TASK OBJECTIVE: Report every line of the records below that contains the word "white", copying each line in full. Match the word's case exactly.

SUPPLIED INFORMATION:
-- Begin --

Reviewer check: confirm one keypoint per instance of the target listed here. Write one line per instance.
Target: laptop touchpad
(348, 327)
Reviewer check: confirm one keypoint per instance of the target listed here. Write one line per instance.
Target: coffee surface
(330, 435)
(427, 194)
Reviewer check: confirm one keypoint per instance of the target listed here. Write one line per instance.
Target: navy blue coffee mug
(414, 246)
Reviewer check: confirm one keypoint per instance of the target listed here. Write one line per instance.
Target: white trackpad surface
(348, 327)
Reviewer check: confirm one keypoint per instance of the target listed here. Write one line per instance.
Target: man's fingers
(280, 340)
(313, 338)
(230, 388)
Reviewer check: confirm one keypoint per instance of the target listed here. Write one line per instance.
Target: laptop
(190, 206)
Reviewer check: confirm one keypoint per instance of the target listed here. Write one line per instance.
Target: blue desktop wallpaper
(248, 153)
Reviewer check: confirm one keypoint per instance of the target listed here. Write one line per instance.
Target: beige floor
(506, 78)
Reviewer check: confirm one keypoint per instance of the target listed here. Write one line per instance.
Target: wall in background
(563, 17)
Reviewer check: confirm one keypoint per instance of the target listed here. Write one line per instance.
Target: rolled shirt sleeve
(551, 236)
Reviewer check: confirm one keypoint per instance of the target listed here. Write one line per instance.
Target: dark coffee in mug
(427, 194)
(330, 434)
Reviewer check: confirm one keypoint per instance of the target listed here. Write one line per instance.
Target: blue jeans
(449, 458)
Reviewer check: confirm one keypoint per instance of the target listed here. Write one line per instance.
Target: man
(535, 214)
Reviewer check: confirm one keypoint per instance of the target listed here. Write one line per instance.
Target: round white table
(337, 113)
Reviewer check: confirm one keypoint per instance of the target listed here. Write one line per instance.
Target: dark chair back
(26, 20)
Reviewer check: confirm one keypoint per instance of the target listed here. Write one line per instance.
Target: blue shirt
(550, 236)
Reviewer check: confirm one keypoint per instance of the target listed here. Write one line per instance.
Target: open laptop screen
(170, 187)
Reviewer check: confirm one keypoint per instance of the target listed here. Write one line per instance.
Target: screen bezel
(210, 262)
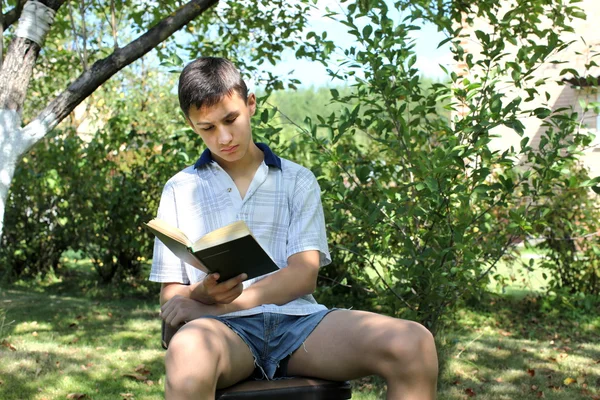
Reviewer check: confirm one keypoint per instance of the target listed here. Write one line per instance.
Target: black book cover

-- End --

EXERCISE SOLUTION:
Target: white trackpad surface
Target: round white table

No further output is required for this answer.